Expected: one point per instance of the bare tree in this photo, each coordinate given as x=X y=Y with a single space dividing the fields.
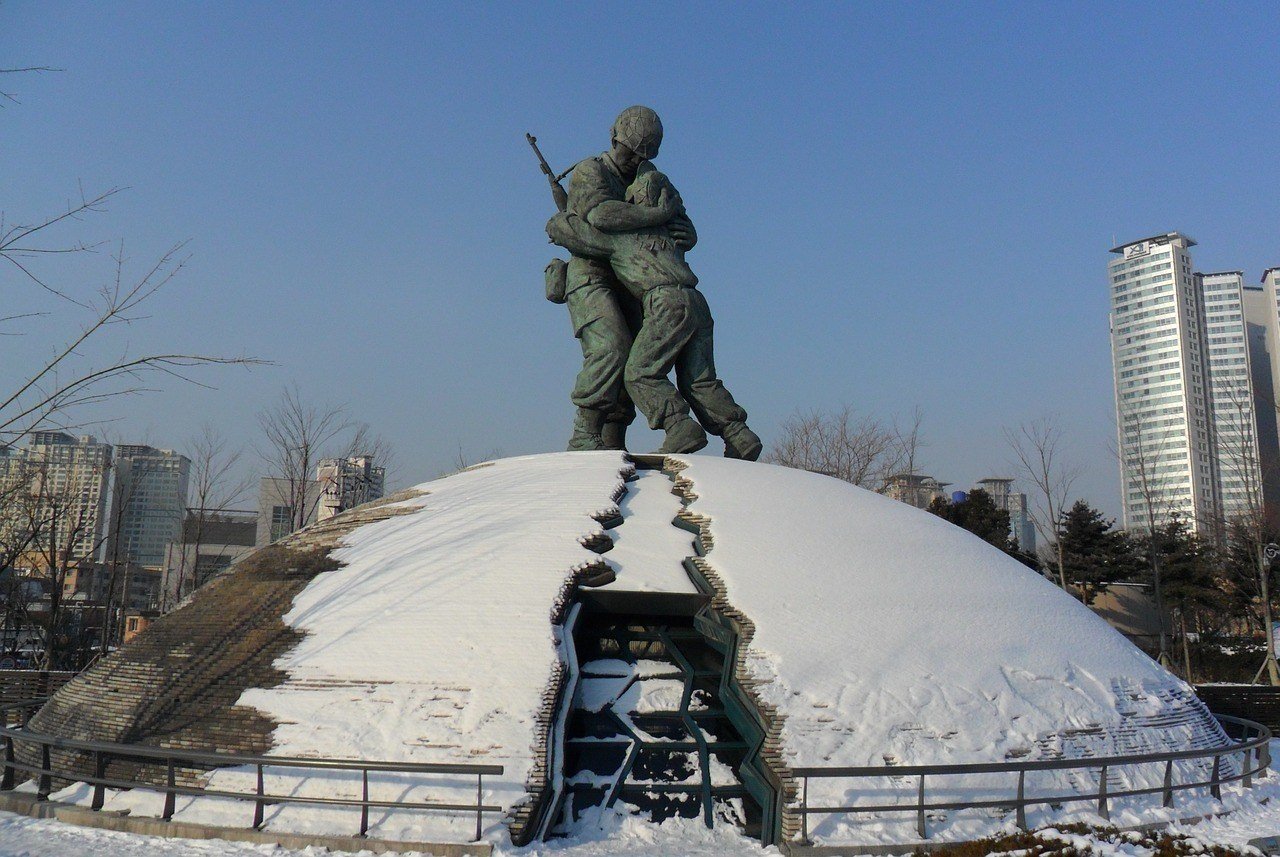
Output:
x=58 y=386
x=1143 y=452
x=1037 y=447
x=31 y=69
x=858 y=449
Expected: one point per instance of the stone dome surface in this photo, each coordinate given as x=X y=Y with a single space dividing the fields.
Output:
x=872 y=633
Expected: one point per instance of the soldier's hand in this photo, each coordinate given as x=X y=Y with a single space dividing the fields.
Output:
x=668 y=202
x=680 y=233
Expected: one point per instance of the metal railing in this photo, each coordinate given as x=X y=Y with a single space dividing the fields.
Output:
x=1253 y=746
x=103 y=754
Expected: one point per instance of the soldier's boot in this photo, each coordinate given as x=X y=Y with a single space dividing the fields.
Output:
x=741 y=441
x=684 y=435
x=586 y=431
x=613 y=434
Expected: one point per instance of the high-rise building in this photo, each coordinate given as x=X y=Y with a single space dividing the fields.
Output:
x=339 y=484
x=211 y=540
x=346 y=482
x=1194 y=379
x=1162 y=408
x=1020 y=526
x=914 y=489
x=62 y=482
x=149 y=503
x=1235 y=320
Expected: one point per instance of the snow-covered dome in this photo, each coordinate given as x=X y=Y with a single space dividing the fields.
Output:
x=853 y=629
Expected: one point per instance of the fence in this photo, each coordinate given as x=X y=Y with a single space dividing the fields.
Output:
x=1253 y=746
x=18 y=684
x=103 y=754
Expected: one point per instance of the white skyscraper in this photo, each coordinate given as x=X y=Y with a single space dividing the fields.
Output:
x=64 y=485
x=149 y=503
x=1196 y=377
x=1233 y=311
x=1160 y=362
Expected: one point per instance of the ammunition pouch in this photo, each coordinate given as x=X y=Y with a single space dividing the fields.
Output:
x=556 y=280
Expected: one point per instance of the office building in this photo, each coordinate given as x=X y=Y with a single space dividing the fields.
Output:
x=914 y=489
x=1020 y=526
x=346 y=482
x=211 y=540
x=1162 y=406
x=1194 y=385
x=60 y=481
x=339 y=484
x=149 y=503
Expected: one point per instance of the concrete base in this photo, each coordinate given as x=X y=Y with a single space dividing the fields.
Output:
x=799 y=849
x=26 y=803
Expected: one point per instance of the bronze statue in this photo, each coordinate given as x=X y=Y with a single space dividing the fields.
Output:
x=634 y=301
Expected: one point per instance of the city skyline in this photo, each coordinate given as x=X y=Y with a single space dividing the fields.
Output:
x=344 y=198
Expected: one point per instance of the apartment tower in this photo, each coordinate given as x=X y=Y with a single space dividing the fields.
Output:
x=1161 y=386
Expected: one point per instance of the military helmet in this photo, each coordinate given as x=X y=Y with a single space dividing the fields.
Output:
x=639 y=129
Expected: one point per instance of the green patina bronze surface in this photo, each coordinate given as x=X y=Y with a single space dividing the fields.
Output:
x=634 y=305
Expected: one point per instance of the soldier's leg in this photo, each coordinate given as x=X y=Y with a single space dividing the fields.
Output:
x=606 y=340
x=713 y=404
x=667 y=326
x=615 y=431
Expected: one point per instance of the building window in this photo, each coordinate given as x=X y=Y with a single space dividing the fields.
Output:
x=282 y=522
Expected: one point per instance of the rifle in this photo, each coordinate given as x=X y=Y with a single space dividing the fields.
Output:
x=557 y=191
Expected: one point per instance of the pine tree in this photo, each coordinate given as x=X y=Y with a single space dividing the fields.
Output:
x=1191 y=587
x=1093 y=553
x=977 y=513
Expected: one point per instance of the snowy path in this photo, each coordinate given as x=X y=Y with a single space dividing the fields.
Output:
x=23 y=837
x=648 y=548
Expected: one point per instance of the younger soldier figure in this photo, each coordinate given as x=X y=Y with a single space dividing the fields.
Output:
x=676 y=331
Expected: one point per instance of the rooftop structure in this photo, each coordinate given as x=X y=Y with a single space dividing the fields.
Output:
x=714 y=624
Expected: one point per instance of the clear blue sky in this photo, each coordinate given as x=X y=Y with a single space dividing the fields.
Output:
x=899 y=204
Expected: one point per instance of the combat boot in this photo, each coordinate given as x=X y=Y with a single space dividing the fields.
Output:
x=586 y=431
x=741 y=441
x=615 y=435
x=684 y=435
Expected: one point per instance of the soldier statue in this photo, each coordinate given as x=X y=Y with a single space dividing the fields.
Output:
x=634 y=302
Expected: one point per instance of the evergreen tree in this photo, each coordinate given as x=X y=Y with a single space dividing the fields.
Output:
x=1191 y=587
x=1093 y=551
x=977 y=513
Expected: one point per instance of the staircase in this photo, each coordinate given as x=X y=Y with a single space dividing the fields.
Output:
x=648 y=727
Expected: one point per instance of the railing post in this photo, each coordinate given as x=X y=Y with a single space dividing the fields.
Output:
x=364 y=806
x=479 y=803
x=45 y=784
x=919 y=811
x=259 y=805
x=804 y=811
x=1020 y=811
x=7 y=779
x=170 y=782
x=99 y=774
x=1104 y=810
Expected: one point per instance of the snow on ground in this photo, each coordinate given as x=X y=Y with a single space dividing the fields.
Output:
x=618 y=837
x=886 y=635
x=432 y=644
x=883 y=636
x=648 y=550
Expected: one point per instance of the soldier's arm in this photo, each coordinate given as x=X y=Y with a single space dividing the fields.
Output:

···

WORK REQUIRED: Reproduce all entries without any change, and omit the pictures.

TASK RESPONSE:
Expected: one point per instance of the bare tree in this photo, each coordinate given as x=X y=Y with a single space dividing the fields.
Output:
x=58 y=386
x=1143 y=452
x=1037 y=447
x=31 y=69
x=858 y=449
Expected: one point per instance of the stone dome surface in this photo, each coordinate given as x=X y=Y with a single space dividing the fields.
Output:
x=872 y=633
Expected: one point per instance of the soldier's hand in this photo, each coordinate given as x=X y=Y with a single space dividing the fields.
Output:
x=668 y=202
x=680 y=233
Expected: one point per instance of the metal railing in this photo, each coordinate given as x=X y=Y with a single space dividing the fields.
Output:
x=1253 y=746
x=103 y=754
Expected: one point per instance of the soldier's boot in this photo, each coordinate given as x=X y=Y with a single space dividing the fields.
Output:
x=741 y=441
x=684 y=435
x=586 y=431
x=613 y=434
Expected: one point per instance of the high-rise building in this photo, each coordinate given as x=X y=Y with a single space dividing the fields.
Output:
x=339 y=484
x=211 y=540
x=346 y=482
x=1194 y=379
x=1162 y=408
x=1020 y=526
x=914 y=489
x=62 y=482
x=149 y=503
x=1235 y=320
Expected: one point per instance of the snow-covered dome in this photo, each coordinate given as x=X y=Y with a single space dividing the fields.
Output:
x=853 y=629
Expected: one point per instance of the fence in this photo, each coordinate given as x=X y=Y with a single space dividing the fields.
Output:
x=1253 y=746
x=18 y=684
x=103 y=754
Expected: one point per instance of the white skyscraper in this photo, each coordinate given as x=X y=Y with a single space dividing the fields.
Output:
x=64 y=485
x=149 y=503
x=1196 y=377
x=1233 y=311
x=1160 y=362
Expected: one point per instance of the ammunition pouch in this photo, each coordinate given as x=X y=Y with a single space dividing the fields.
Output:
x=556 y=280
Expected: one point per instance of the office building in this photo, each coordinate given as x=X y=Y with a single space dividing the fields.
Output:
x=914 y=489
x=1020 y=526
x=346 y=482
x=211 y=540
x=1162 y=406
x=1194 y=385
x=60 y=481
x=339 y=484
x=149 y=503
Expected: one point per instance of the concrete base in this photo, each coordinate given as x=X y=Y with a single space dividing the fields.
Output:
x=799 y=849
x=26 y=803
Expected: one point per instance of the bronze statue in this photo, each coordinate given as x=X y=Y with a single space dividing the fields.
Output:
x=634 y=301
Expected: one point per instance of the city skyline in this photo, each coordinate given as x=X y=Y with a single space dividing the fields.
Output:
x=344 y=198
Expected: one point per instance of the apartment tower in this photo, each coordinate given as x=X y=Y with a single space dividing the fields.
Output:
x=1161 y=386
Expected: one point per instance of the military helmet in this photo, each coordinate given as x=X y=Y with a single space dividing the fields.
Output:
x=639 y=129
Expected: one point per instance of the green patina bronze surface in this photo, each coordinate given as x=X y=Y with a single space dividing the fields.
Output:
x=634 y=305
Expected: one point per instance of the soldier's leg in this photo, each coordinate given as x=X y=Y with a single space dividing the fields.
Output:
x=606 y=340
x=713 y=404
x=667 y=326
x=615 y=431
Expected: one point per instance of the building window in this photo, each coordinate given as x=X y=Y with a single space dividing the fields.
Output:
x=282 y=522
Expected: one point per instance of the rifle in this photo, each coordinate given as x=X y=Y with a single space dividing the fields.
Output:
x=557 y=191
Expected: one point per instance of the pine tree in this photo, each coordinate given as x=X y=Y with a single space dividing the fields.
Output:
x=1191 y=587
x=1093 y=553
x=977 y=513
Expected: one point per instance of the snowy path in this photo, each coordinate given as x=X y=Y with a single space dividing the fields.
Output:
x=23 y=837
x=648 y=548
Expected: one point per instance of the younger soldier figure in this photo, each coordinate given as x=X y=Y with a single space dividing the fields.
Output:
x=676 y=331
Expected: one point per instance of the rooftop structure in this photo, each coordinate given as x=X y=Y with a single space dividing the fields.
Output:
x=714 y=624
Expected: one point per instance of the clear blue sky in this photo, each coordinate given as x=X y=Y with a single space dividing the fields.
Output:
x=899 y=204
Expected: one point per instance of the combat boot in this photo, each coordinate given as x=X y=Y with a single space dividing the fields.
Output:
x=586 y=431
x=741 y=441
x=615 y=435
x=684 y=435
Expected: one point per instance of the soldier statue in this photo, each coordinate given as x=X y=Y with a single space dividing the fields.
Output:
x=634 y=302
Expected: one point per instance of the evergreen tree in this photo, each coordinate given as x=X y=Y with a single space dividing the fields.
Output:
x=1191 y=587
x=1093 y=551
x=977 y=513
Expected: one point per instance of the staircase in this photo, each coordinate given as x=X y=Y with a single space dividing the fields.
Output:
x=648 y=727
Expected: one point per instance of the railing post in this photo, each coordinate given as x=X y=Y with a single space dividing the fields.
Output:
x=364 y=806
x=479 y=803
x=45 y=784
x=919 y=811
x=259 y=805
x=804 y=811
x=1020 y=811
x=7 y=779
x=170 y=782
x=99 y=774
x=1104 y=810
Expected: one point per instance of the snow on ground in this photo, each coordinate given as x=X y=Y with a single space dividing the fields.
Output:
x=618 y=837
x=886 y=635
x=432 y=644
x=883 y=636
x=648 y=550
Expected: one point per instance of the soldier's arm in this photo, each coordinate given as x=X y=Y with a single space dividing the fields.
Output:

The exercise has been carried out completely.